— Problem statement —
Answer these from the CRIU restore post:
1. On what date did Pavel Emelyanov send the post?
2. Which source file and line number does the warning about CLONE_PARENT | CLONE_NEWPID cite?
3. What socket name is given for stale socket 0x36b4?

[CRIU] lxc-checkpoint restore failed

Pavel Emelyanov xemul at parallels.com
Thu Oct 15 02:27:53 PDT 2015


On 10/14/2015 09:54 PM, Tycho Andersen wrote:

>>> Warn  (cr-restore.c:1041): Set CLONE_PARENT | CLONE_NEWPID but it might cause restore problem,because not all kernels support such clone flags combinations!
>>> RTNETLINK answers: File exists
>>> RTNETLINK answers: File exists
>>> RTNETLINK answers: File exists
>>> RTNETLINK answers: File exists
>>>      1: Warn  (sk-unix.c:1229): sk unix: Can't unlink stale socket 0x36a8 peer 0 (name /run/systemd/notify dir -)
>>>      1: Warn  (sk-unix.c:1229): sk unix: Can't unlink stale socket 0x36aa peer 0 (name /run/systemd/private dir -)
>>>      1: Warn  (sk-unix.c:1229): sk unix: Can't unlink stale socket 0x36b4 peer 0 (name /run/systemd/shutdownd dir -)
>>>      1: Warn  (sk-unix.c:1229): sk unix: Can't unlink stale socket 0x36b6 peer 0 (name /run/systemd/journal/dev-log dir -)
>>>      1: Warn  (sk-unix.c:1229): sk unix: Can't unlink stale socket 0x36ba peer 0 (name /run/systemd/journal/stdout dir -)
>>>      1: Warn  (sk-unix.c:1229): sk unix: Can't unlink stale socket 0x36bc peer 0 (name /run/systemd/journal/socket dir -)
>>>      1: Warn  (sk-unix.c:1229): sk unix: Can't unlink stale socket 0x5bad peer 0x70ea (name /run/systemd/journal/stdout dir -)

A block of data:
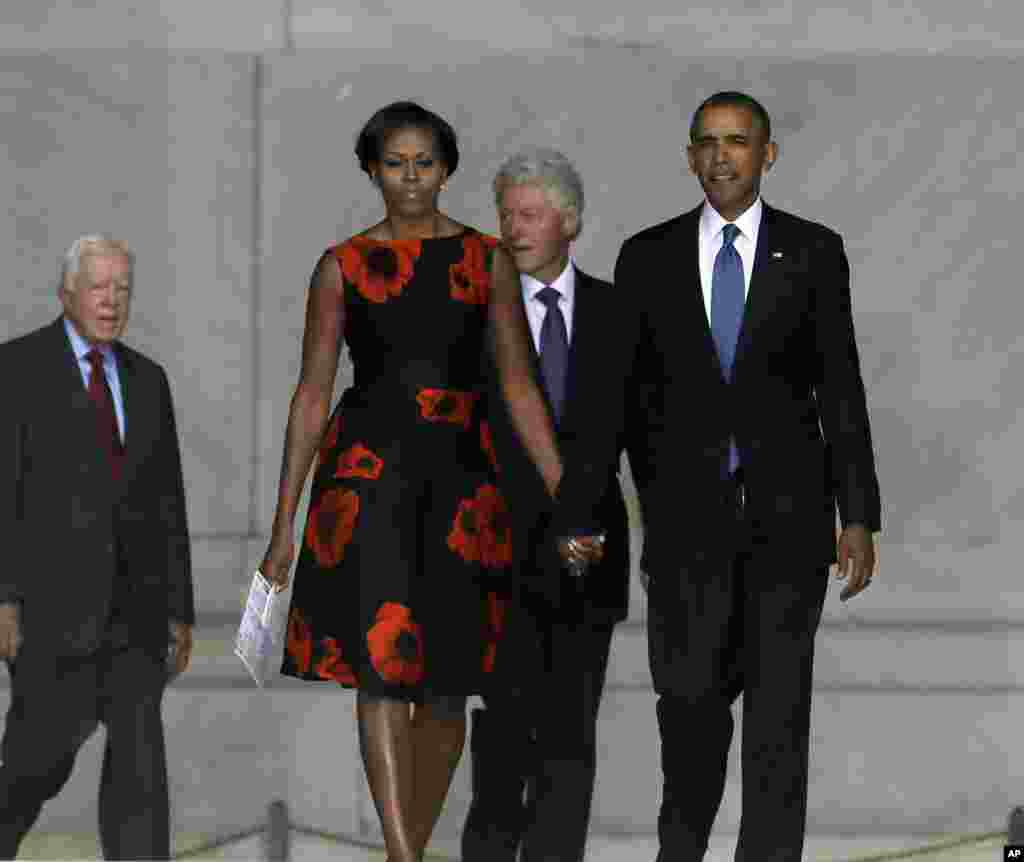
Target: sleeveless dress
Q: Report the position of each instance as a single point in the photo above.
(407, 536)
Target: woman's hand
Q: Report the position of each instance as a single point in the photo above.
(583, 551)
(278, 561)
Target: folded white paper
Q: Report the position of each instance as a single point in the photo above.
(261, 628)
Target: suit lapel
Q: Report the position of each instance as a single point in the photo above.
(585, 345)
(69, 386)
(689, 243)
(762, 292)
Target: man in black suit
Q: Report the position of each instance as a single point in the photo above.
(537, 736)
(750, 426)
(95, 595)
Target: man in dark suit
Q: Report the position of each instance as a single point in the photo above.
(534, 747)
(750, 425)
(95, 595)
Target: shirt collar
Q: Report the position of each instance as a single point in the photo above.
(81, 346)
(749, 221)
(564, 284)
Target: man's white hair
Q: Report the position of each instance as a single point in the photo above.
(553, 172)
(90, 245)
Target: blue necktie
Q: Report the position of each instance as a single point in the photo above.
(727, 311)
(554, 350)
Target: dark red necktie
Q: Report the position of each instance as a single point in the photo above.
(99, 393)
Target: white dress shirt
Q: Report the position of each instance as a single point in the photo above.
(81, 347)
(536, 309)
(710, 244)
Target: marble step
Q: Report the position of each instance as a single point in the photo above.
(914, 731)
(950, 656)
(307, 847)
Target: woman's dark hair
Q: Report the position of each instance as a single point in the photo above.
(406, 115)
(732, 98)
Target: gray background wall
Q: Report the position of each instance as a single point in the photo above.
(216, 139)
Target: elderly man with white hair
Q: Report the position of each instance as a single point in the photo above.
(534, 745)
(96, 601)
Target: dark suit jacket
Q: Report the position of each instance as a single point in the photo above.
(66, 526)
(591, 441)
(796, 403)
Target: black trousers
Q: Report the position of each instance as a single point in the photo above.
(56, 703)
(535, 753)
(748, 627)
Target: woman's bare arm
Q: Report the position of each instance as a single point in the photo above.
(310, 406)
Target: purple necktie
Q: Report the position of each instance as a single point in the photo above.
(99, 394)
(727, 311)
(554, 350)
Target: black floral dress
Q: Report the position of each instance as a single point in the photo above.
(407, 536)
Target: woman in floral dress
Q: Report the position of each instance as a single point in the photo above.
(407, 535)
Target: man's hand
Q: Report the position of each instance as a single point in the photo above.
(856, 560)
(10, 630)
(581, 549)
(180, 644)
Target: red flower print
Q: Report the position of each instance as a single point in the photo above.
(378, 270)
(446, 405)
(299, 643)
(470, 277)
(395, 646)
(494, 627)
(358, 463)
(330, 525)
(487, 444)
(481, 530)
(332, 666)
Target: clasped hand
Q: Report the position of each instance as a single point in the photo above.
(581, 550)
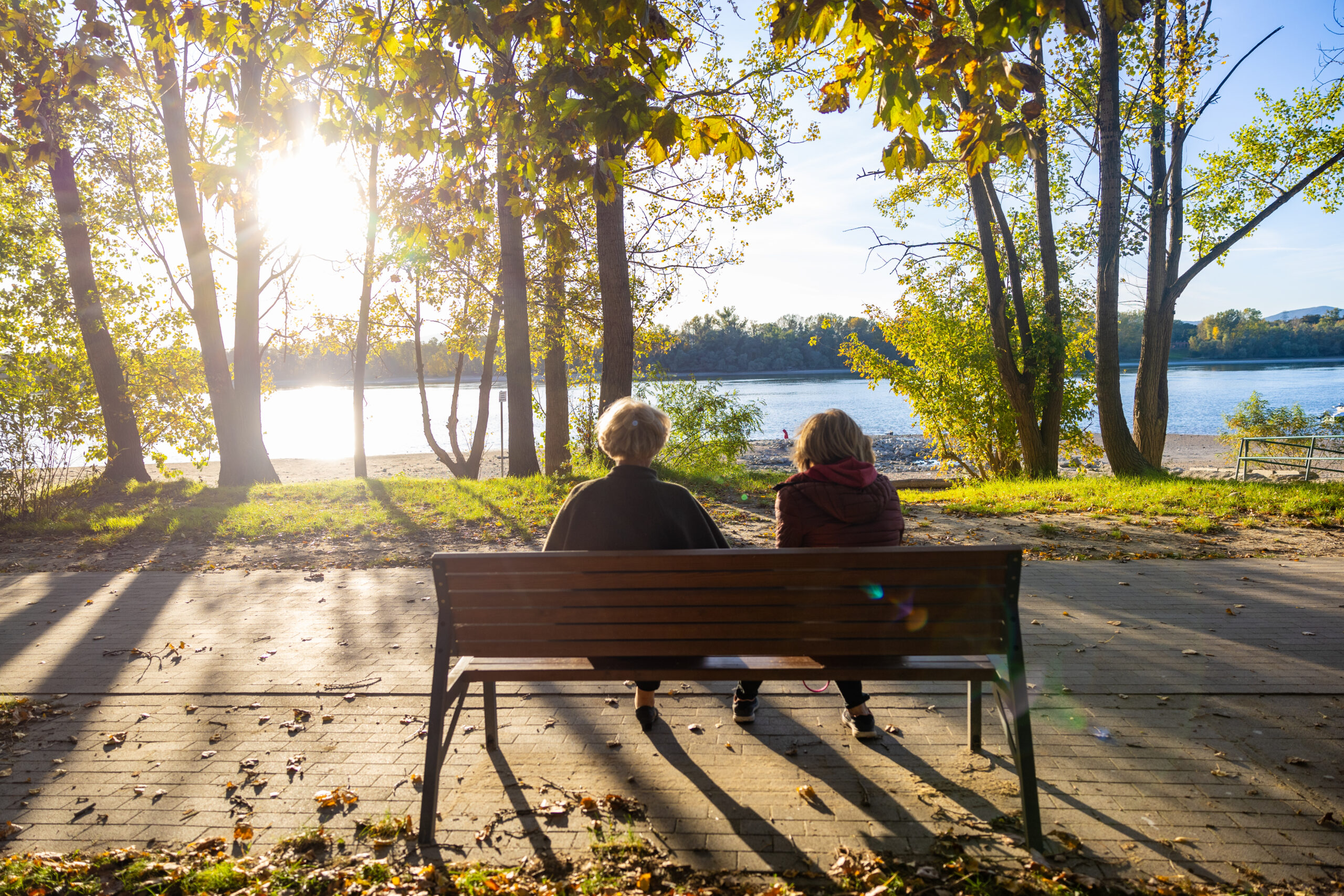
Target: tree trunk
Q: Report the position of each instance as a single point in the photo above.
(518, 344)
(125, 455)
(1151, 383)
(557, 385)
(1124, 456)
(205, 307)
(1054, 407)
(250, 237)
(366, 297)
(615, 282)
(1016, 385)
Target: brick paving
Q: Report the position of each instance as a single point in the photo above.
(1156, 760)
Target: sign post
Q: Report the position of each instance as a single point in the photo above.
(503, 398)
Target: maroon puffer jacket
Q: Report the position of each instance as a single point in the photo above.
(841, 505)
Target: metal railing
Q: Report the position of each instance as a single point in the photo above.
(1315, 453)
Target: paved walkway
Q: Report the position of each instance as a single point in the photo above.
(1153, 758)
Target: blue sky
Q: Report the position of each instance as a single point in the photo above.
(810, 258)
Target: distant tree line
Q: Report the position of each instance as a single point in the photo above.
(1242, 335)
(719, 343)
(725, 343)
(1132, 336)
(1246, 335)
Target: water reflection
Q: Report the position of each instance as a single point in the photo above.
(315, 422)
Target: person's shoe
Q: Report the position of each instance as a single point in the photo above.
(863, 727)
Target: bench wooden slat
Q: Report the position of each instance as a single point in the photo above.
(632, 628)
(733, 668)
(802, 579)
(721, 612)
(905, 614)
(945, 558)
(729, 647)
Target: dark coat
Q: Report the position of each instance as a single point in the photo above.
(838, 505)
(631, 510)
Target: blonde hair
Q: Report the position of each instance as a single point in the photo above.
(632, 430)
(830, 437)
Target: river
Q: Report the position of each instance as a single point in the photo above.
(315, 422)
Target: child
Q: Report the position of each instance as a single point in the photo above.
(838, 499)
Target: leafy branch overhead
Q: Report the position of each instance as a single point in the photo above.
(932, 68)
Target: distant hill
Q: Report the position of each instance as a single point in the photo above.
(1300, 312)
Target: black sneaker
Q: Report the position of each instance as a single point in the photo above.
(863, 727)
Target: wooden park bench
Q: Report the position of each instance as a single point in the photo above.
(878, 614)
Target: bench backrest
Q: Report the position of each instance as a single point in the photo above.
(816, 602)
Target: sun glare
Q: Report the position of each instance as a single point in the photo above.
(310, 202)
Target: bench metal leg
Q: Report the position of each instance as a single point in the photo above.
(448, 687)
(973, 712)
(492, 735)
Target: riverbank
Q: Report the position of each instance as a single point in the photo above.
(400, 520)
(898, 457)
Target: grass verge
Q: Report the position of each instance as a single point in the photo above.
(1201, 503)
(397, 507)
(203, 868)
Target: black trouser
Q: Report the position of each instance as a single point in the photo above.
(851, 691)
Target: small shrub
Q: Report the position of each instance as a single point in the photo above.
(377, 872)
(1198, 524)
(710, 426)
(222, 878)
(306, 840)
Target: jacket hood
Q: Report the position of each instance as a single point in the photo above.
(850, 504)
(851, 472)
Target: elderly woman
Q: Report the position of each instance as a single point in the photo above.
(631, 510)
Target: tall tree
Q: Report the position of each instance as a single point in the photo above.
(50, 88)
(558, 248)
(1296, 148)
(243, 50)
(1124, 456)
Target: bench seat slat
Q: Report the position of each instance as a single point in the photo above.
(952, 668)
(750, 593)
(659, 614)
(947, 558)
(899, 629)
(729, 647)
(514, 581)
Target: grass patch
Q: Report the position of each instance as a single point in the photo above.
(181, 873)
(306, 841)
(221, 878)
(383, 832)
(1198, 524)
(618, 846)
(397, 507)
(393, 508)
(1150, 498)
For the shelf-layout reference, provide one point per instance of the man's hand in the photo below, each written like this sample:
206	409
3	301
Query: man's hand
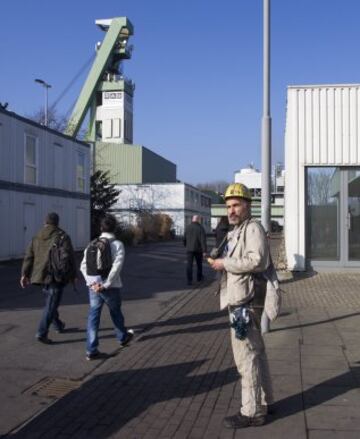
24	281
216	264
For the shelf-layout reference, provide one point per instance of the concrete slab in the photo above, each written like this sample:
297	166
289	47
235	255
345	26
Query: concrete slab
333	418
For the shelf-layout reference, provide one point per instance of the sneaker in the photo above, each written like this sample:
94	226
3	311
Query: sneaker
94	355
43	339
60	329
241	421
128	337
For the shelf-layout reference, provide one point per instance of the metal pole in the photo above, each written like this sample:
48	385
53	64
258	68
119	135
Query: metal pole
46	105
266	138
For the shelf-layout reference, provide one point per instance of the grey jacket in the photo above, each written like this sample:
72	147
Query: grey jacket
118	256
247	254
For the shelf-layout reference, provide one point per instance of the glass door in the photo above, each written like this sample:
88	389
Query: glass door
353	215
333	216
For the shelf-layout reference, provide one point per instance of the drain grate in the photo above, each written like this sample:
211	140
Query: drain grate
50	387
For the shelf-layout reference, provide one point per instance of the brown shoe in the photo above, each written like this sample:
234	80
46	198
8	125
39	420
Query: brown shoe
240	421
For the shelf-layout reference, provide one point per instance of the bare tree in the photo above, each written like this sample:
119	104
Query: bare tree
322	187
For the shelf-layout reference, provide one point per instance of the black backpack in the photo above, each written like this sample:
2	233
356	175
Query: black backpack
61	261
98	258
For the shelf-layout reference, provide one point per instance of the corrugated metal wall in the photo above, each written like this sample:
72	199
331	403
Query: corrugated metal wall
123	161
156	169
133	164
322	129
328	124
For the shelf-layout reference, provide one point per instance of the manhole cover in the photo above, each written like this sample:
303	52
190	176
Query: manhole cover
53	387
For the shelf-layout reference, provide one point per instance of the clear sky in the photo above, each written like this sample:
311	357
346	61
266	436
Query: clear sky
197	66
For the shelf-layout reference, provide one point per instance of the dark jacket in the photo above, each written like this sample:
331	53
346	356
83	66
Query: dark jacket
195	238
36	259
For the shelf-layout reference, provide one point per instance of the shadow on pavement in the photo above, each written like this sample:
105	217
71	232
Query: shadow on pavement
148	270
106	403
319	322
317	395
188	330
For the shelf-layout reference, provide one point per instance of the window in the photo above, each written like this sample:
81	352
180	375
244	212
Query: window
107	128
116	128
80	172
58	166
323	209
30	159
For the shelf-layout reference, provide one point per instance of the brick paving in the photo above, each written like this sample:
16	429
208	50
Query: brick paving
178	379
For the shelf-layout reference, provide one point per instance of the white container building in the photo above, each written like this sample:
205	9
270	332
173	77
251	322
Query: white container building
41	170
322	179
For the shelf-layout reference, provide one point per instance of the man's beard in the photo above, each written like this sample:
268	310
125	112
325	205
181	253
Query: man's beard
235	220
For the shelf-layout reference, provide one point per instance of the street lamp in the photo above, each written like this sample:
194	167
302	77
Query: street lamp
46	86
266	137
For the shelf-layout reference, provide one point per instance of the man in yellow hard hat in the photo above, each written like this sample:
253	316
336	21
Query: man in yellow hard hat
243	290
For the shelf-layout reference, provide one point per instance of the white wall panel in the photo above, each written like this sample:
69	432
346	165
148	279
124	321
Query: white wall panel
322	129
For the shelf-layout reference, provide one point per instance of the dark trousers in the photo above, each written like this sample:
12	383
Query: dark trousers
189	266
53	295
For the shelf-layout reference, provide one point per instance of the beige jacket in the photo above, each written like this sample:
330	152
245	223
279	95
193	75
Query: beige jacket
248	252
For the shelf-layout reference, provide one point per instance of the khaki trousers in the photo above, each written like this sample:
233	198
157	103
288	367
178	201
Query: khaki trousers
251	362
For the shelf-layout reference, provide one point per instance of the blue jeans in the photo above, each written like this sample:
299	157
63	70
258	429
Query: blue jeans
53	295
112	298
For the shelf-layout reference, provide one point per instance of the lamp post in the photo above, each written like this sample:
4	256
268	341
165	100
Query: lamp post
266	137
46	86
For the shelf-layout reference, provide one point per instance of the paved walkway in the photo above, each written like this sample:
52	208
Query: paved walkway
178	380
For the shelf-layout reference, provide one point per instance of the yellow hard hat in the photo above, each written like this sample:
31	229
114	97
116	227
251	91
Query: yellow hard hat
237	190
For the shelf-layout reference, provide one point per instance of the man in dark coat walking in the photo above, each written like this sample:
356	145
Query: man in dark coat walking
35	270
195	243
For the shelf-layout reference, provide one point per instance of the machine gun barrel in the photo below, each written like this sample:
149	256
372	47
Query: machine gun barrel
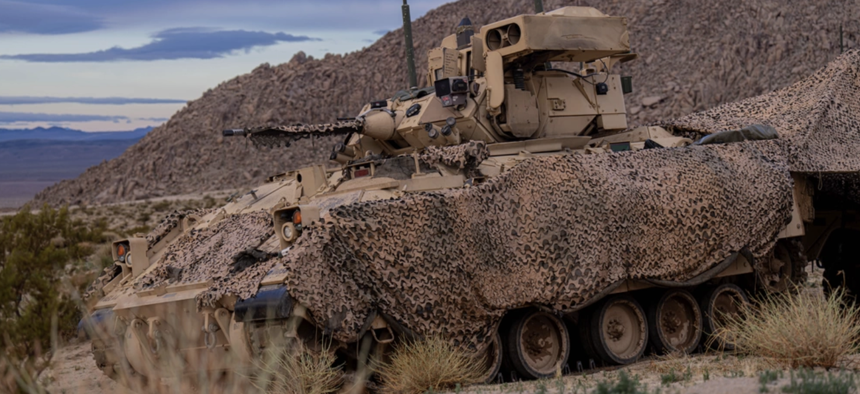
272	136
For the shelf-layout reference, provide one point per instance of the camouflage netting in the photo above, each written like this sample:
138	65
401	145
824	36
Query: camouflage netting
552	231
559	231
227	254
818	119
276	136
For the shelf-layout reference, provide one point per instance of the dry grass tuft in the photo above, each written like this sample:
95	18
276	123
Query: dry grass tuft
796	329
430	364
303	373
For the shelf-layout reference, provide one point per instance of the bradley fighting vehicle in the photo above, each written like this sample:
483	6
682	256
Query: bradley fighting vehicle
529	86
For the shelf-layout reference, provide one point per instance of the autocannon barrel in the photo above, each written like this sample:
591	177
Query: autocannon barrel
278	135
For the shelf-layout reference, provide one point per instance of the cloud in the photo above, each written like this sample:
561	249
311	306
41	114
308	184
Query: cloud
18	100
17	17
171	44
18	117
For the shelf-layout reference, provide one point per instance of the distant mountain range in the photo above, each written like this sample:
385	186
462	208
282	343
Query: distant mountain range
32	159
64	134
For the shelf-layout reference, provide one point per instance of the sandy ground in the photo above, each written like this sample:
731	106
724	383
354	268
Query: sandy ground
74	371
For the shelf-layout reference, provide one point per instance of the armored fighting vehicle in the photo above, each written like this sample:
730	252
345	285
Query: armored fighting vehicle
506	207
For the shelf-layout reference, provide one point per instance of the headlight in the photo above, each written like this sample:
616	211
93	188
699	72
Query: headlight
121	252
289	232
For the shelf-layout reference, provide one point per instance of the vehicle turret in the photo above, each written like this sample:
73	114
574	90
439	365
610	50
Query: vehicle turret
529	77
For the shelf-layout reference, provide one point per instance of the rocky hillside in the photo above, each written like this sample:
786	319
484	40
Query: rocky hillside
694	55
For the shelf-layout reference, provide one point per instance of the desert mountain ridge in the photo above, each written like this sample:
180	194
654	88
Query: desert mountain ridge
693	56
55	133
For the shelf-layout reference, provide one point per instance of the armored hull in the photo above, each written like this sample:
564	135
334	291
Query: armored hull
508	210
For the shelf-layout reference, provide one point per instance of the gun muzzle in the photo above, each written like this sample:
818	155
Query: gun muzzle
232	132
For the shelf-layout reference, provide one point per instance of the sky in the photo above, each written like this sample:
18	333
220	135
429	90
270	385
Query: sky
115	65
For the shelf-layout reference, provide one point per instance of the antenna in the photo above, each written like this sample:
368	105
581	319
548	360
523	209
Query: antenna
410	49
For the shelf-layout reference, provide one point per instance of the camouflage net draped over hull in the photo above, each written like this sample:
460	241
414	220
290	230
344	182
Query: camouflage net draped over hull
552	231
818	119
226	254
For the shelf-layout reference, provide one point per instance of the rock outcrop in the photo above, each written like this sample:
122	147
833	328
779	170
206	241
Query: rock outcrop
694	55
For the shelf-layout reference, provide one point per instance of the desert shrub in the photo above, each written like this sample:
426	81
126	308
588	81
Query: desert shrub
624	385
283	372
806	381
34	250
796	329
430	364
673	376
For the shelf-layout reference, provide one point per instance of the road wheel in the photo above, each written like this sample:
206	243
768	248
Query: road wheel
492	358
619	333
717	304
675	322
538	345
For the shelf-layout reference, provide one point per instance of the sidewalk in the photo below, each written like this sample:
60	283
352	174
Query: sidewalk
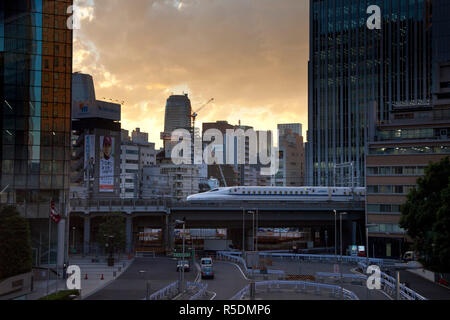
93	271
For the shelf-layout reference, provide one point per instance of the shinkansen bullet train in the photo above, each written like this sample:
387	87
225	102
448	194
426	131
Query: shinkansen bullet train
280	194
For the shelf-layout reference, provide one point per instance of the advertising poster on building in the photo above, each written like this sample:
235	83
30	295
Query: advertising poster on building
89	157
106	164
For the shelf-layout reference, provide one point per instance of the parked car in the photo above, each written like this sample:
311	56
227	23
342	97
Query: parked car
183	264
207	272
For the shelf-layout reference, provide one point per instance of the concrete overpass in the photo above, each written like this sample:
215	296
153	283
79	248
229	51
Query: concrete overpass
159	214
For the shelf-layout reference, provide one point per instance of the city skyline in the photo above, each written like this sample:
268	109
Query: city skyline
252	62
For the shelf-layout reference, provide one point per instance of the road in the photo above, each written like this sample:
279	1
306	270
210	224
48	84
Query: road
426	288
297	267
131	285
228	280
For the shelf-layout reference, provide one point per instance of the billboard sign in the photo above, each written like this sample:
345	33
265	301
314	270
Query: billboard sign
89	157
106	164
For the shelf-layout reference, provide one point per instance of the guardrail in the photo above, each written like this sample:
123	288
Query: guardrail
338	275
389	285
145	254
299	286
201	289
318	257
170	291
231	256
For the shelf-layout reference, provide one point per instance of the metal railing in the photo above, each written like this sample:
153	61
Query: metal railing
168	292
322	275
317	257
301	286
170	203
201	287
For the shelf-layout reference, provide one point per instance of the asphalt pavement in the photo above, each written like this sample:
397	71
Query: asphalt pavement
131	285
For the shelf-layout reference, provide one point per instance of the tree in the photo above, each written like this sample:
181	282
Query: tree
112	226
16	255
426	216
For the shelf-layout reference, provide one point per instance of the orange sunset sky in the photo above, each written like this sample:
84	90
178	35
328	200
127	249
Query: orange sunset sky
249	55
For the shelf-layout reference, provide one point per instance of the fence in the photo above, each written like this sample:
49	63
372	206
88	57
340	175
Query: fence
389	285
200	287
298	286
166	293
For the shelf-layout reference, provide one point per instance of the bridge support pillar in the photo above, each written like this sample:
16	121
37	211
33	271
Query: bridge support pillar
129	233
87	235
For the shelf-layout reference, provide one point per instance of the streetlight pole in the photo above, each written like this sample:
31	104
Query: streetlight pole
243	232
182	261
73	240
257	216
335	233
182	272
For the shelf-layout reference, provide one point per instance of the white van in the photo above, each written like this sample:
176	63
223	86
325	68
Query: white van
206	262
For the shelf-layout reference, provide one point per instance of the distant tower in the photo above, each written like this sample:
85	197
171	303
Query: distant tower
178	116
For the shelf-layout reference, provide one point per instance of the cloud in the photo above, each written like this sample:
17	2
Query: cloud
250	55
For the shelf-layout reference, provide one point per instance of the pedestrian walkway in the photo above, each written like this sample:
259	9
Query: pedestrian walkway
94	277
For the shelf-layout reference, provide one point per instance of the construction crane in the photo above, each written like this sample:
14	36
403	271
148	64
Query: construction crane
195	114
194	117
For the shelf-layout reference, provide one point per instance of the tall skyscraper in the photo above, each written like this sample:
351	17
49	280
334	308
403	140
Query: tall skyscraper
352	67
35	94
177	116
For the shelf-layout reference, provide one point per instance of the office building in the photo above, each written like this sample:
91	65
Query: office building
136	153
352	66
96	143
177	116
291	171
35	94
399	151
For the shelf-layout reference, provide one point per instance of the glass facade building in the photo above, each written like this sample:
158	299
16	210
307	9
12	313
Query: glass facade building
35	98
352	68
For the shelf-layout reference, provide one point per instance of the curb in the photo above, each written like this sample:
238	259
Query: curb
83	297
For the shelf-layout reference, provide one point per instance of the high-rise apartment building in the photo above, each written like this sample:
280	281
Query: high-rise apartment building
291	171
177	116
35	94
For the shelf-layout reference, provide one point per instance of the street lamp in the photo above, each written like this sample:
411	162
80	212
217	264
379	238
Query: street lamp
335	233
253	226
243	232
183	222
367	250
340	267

— Solved problem —
1. Thu Oct 15, 2015
2. cr-restore.c:1041
3. /run/systemd/shutdownd